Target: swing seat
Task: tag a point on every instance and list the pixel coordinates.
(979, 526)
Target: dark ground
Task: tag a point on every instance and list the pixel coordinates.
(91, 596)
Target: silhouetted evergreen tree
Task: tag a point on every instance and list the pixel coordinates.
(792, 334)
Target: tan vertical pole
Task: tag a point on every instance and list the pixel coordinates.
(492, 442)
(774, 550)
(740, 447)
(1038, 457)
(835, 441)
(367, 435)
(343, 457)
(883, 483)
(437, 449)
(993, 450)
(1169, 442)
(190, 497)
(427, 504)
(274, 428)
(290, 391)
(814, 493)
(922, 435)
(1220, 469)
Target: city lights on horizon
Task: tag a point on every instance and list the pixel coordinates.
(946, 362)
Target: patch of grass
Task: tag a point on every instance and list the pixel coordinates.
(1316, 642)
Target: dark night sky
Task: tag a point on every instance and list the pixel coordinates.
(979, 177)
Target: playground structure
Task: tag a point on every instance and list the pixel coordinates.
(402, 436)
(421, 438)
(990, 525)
...
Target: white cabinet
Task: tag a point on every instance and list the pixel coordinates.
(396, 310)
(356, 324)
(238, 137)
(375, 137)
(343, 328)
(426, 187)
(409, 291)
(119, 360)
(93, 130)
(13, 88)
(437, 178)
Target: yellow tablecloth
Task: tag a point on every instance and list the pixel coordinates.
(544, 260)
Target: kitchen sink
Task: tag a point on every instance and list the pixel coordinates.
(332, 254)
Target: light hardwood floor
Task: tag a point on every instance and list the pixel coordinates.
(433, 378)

Work to complete: Echo the data between the line containing "Target: silhouetted evergreen tree" and the line containing "(1316, 642)", inclusive, reproducing each line verbatim.

Exercise result:
Target: silhouetted evergreen tree
Task: tag a point on every instance and list the pixel coordinates.
(792, 334)
Target: tan vertical pole
Task: tag a point on every instance and list the pixel coordinates.
(492, 442)
(774, 550)
(740, 447)
(1038, 457)
(835, 441)
(367, 435)
(343, 457)
(883, 483)
(437, 449)
(993, 450)
(1169, 442)
(190, 497)
(427, 504)
(274, 428)
(290, 391)
(814, 493)
(922, 435)
(1220, 469)
Target: city lights on horizon
Task: tag a point on every instance and list the pixel coordinates.
(946, 362)
Target: patch of grass
Task: tag a point on every instance and list the pixel coordinates.
(1316, 642)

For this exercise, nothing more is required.